▸ Parts of the exercise
- A) According to the EPrints documentation page, in which directory is the simple export plugin found?
- B) Write out the part of the EPrints documentation page that opens with the words containing "sub output_dataobj" and closes with "aggregated and outputted.".
=== Passage ===
Accessing Metdata Fields

From EPrints Documentation
Revision as of 20:02, 12 October 2011 by Af05v@ecs.soton.ac.uk (talk | contribs) (Undo revision 10064 by Af05v@ecs.soton.ac.uk (Talk))
Jump to: navigation, search


This page proves an overview of the API calls you can use to access the data in a DataObj. The example framing this is that of an export plugin.

The Plugin

Below is a very simple export plugin, which outputs a single eprint or list of eprints as Text citations. This can be found in the perl_lib/EPrints/Plugin/Export directory. A good starting place to understand the structure of these plugins is to have a browse through the existing code base.

package EPrints::Plugin::Export::Text;

use EPrints::Plugin::Export::TextFile;

@ISA = ( "EPrints::Plugin::Export::TextFile" );

use strict;

sub new
{
        my( $class, %opts ) = @_;

        my $self = $class->SUPER::new( %opts );

        $self->{name} = "ASCII Citation";
        $self->{accept} = [ 'dataobj/eprint', 'list/eprint' ];
        $self->{visible} = "all";

        return $self;
}


sub output_dataobj
{
        my( $plugin, $dataobj ) = @_;

        my $cite = $dataobj->render_citation;

        return EPrints::Utils::tree_to_utf8( $cite )."\n\n";
}

1;

Note the output_dataobj function. In an export plugin, this will be called on every item in the list that is being exported, and the results for all items aggregated and outputted.

There are two function calls of particular interest that aid in retrieving and managing data:

my $cite = $dataobj->render_citation;

This returns an HTML DOM object containing the citation of the dataobj as specified in the configuration files (see cfg/citations/eprint/default.xml). Given an HTML DOM object, the following call will convert it into a string:

my $text = EPrints::Utils::tree_to_utf8( $html_dom )

Accessing Metadata

A number of functions exist to aid in accessing and rendering values in a dataobj.

my $title = $dataobj->value('title');

$title will now be a scalar containing the value stored in the title field of the dataobj. A function is provided to enable testing first:

if ($dataobj->is_set('title'))
{
     $title = $dataobj->value('title');
}

It is also possible to find out the fields that an item does have by querying the item's dataset:

my $ds = $dataobj->dataset;
my @fields = $ds->fields;
my %fieldvalues;
foreach my $field (@fields)
{
     my $fieldname = $field->name;
     if ($dataobj->is_set($fieldname))
     {
          $fieldvalues{$fieldname} = $dataobj->value($fieldname);
     }
}

The Structure of Values

On an eprint, the title is generally a simple metadata field. When $dataobj->value is called, it returns a scalar value.
=== Material provided ===
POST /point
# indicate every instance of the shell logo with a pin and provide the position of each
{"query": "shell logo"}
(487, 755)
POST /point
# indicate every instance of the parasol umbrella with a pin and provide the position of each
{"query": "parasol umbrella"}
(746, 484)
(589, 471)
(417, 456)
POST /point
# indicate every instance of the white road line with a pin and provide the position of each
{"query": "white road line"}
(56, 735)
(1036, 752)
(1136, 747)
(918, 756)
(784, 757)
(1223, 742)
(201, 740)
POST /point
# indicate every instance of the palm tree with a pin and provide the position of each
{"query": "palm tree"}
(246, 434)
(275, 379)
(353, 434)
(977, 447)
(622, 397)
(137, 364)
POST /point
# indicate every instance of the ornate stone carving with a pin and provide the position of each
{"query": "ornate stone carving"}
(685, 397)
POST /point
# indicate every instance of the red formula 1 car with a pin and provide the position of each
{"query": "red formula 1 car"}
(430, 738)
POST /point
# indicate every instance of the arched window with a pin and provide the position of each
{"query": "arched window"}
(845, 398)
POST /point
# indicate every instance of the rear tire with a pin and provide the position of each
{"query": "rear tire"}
===
▸ Solutions below
- A) perl_lib/EPrints/Plugin/Export

- B)
sub output_dataobj
{
        my( $plugin, $dataobj ) = @_;

        my $cite = $dataobj->render_citation;

        return EPrints::Utils::tree_to_utf8( $cite )."\n\n";
}

1;

Note the output_dataobj function. In an export plugin, this will be called on every item in the list that is being exported, and the results for all items aggregated and outputted.